Aim of the task: Word for word, restate the records that come next, omitting the images.

(Beginning of Supplied material)

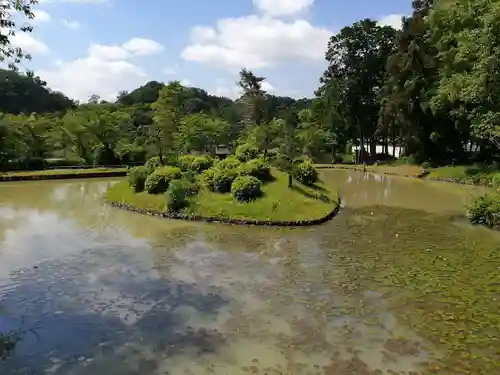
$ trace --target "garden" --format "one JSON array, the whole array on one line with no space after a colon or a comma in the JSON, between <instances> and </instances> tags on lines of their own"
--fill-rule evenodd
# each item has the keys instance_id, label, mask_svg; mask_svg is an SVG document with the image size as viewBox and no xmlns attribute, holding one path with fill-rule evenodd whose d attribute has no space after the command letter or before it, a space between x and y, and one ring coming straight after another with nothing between
<instances>
[{"instance_id":1,"label":"garden","mask_svg":"<svg viewBox=\"0 0 500 375\"><path fill-rule=\"evenodd\" d=\"M319 220L337 206L309 158L296 159L284 171L258 148L244 144L222 160L195 155L172 159L162 163L154 157L132 168L128 181L109 189L108 201L172 218L283 224Z\"/></svg>"}]
</instances>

(End of Supplied material)

Result below:
$ trace --target "garden" --format "one JSON array, the whole array on one line with no space after a colon or a comma in the JSON, between <instances> and </instances> tags on lines of their own"
--fill-rule evenodd
# each item has the keys instance_id, label, mask_svg; mask_svg is an SVG document with the image size as viewBox and no xmlns attribute, holding one path with fill-rule evenodd whose d attribute has no space after the command letter or before it, a space between x and y, and one ring coming straight after another with nothing between
<instances>
[{"instance_id":1,"label":"garden","mask_svg":"<svg viewBox=\"0 0 500 375\"><path fill-rule=\"evenodd\" d=\"M319 220L337 206L309 158L296 159L284 171L258 148L244 144L222 160L195 155L172 159L162 163L154 157L132 168L128 181L109 189L108 201L172 218L283 224Z\"/></svg>"}]
</instances>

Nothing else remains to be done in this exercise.